**DATA SHOWN:**
=====

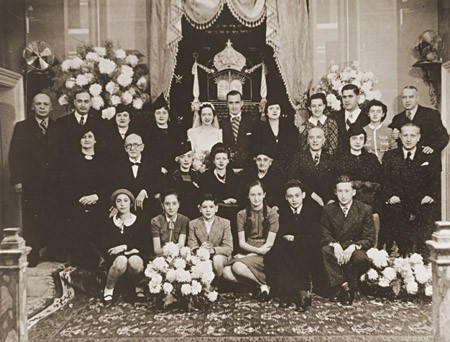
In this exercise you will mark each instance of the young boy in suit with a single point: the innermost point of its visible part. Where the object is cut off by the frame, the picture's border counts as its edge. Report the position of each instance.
(211, 232)
(347, 233)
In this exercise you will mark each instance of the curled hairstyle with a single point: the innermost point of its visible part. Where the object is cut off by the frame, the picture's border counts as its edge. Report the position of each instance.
(248, 213)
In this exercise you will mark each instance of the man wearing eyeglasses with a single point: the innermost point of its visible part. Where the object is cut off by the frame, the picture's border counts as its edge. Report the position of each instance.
(140, 175)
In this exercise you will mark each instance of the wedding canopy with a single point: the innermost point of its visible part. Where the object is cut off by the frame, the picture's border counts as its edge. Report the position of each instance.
(287, 32)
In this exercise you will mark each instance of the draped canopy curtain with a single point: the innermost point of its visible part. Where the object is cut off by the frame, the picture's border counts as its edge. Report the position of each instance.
(287, 32)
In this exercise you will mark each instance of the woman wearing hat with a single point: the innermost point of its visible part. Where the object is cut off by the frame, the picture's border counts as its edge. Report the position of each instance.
(204, 134)
(125, 245)
(276, 133)
(83, 189)
(163, 136)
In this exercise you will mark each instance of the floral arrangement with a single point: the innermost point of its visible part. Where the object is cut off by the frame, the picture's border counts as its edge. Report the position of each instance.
(331, 84)
(392, 276)
(112, 77)
(179, 276)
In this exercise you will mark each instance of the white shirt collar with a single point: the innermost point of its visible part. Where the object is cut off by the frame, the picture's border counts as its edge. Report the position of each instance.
(314, 120)
(413, 152)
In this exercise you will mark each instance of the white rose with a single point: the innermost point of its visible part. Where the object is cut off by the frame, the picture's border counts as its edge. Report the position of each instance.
(138, 103)
(412, 287)
(97, 102)
(108, 113)
(121, 54)
(114, 100)
(95, 89)
(106, 66)
(77, 62)
(81, 80)
(186, 289)
(132, 60)
(127, 98)
(92, 56)
(111, 87)
(101, 51)
(124, 80)
(212, 296)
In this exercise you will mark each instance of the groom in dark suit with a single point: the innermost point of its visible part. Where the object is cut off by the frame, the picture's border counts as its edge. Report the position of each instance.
(347, 233)
(237, 130)
(33, 162)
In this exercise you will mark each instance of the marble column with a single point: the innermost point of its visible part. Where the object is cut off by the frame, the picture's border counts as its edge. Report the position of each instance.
(440, 259)
(13, 294)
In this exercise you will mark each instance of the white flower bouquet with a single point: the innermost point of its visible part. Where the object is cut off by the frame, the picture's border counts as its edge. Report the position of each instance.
(396, 277)
(112, 77)
(331, 84)
(181, 277)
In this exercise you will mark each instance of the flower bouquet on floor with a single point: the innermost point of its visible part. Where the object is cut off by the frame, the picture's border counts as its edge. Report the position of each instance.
(181, 277)
(111, 75)
(393, 277)
(331, 84)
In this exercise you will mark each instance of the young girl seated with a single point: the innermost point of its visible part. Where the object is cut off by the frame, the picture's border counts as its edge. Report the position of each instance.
(257, 230)
(186, 181)
(379, 137)
(213, 233)
(125, 243)
(170, 226)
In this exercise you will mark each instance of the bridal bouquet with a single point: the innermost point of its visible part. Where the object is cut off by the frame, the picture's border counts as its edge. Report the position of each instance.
(392, 276)
(179, 276)
(331, 84)
(112, 77)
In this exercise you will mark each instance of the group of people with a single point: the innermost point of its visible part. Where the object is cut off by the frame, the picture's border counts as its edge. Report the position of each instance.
(279, 207)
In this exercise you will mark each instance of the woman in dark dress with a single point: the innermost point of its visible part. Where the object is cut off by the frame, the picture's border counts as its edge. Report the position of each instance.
(83, 191)
(125, 245)
(278, 133)
(163, 137)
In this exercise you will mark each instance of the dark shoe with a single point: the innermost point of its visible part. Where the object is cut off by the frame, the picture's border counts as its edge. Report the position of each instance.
(284, 304)
(264, 296)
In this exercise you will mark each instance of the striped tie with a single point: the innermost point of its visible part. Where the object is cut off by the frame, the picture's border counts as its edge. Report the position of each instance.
(235, 126)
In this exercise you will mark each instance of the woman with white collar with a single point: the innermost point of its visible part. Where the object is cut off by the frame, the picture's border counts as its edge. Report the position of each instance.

=====

The whole listing is to be duplicated verbatim, apart from its images.

In this exercise you will mark each instance of the young boy in suit with a single point: the innermost point of its visible part. Where the object is cut off by the frame, the picture's border counts as its edge. Report the position of each instance.
(211, 232)
(347, 233)
In this exercise you will mark each instance of the curled hairstyle with a single point: the innermost point of its visible part. Where the object is cut off by the frame, the picture's border counts as its edge. Report the position of each instance.
(248, 213)
In this exercise you will mark each instance of the man wearing eyeglasses with a single point: the innermost point of its visible part. Where the object is cut off by the frame, the picture's border counts as its edge. Report the position of each instance.
(140, 175)
In this exercise you will mark each instance of the wedding canopy with a single point: the innermost point of its visible part. Where the object is cut off by the frame, the picture's border counts as its edge. Report the position of each instance.
(287, 32)
In this exercise you will mark each instance of the draped canopy curtain with a single point: the innermost point of its visible part. Where the object is cut off by the frame, the picture's border counts as its edge. Report the position of each instance.
(287, 32)
In this exercise you will mark each instance of the woman wearing hat with a single point: the innermost point of its visible part. Where the object is cut off by the frame, the picture's border counts as its edge. Report the position of each instance.
(204, 134)
(125, 245)
(276, 133)
(83, 189)
(163, 136)
In this exercise you will mark each instance of the floral arrangement with a single point: the innermost point of its visible part. Where the object is cut off by the frame, the picture's border counts as its edge. Report the position of each instance.
(331, 84)
(392, 276)
(112, 77)
(179, 276)
In this exercise you will mark each instance of the white shirt collar with a single point: the innermost point of its visible part. Where the object is cut off by the frame, the picture's border counts as its edge. Report the position of each instance.
(314, 120)
(413, 152)
In this exercise you will mark each instance of the white rose with a single point: the innermost point of its visible part. Where the object is cut off by the frame, the picture's border counts as its edge. Report the position of each instance.
(138, 103)
(412, 287)
(97, 102)
(108, 113)
(121, 54)
(114, 100)
(95, 89)
(106, 66)
(77, 62)
(81, 80)
(186, 289)
(132, 60)
(127, 98)
(92, 56)
(111, 87)
(101, 51)
(124, 80)
(212, 296)
In this exercise you will mark each instance of the groom in dark suit with a single point: the innermost point of its visible part. Where the object is cut off by the frame, the picture's border counts as its edge. Report the position of each instance.
(347, 233)
(237, 130)
(33, 162)
In this exercise you will mark each instance of the marble column with a single point: the innermost point of its visible part. Where the object is cut off by the frame, the picture's border counts as its edge. Report the position of each instance.
(440, 259)
(13, 294)
In this exercise you will mark each instance of the white flower bouquet with a single point: the innermost point of its visible part. Where the object is cut off by the frame, the picture's border counts as its edge. Report the position of each instance.
(396, 277)
(112, 77)
(331, 84)
(181, 277)
In this exercise you will mark each instance of the flower bouquet on floor with a single point: the innermost point of its visible part. Where the object is cut off by the frame, the picture's border counts as its edge. Report the position of each instance.
(181, 277)
(111, 75)
(393, 277)
(331, 84)
In this exercise you will mark each instance of the young girl seated with a single point: the innermost point of its visible part. Where the object is cut off by the frame, the picture's border counts as its edge. Report the position of each instance.
(257, 230)
(186, 181)
(379, 137)
(213, 233)
(125, 243)
(170, 226)
In this exercise you will mark each instance of the bridal bouquet with a single point: the innermost point of its visible part. Where the object is cut off by the frame, the picture's border counts as its edge. Report the position of each instance.
(392, 276)
(179, 276)
(331, 84)
(112, 77)
In this exercise you will mark each instance of the group of people with a single point: the innermost point of its visible part. Where the object is cut off by the frame, the picture's border counts as its edge. Report the position of each instance.
(279, 207)
In this exercise you will mark each instance of the woman in dark dress with a single point: the innermost point of its visible part. Where the object is cut off by the frame, the picture's border counts as its edge. Report the position of each instance.
(83, 191)
(125, 245)
(278, 133)
(163, 137)
In this exercise you will mark each instance of the dark shoe with a single point: the innermost point of its visible part. Where the object is cut off by the frame, the picture's border counts as its edge. Report the position of each instance.
(284, 304)
(264, 296)
In this exercise you will mark each instance of the striped tie with a single point: the innermost point of its visible part. Where the object is cut off by the frame, the picture's border counts as its edge. Report the position of each instance.
(235, 126)
In this exercise you will mark each instance of the woman with white collar with a single point: the innermost point of its visible part. Where the object is cut off by the frame, the picture's border counts as its edge. Report the position of each instance.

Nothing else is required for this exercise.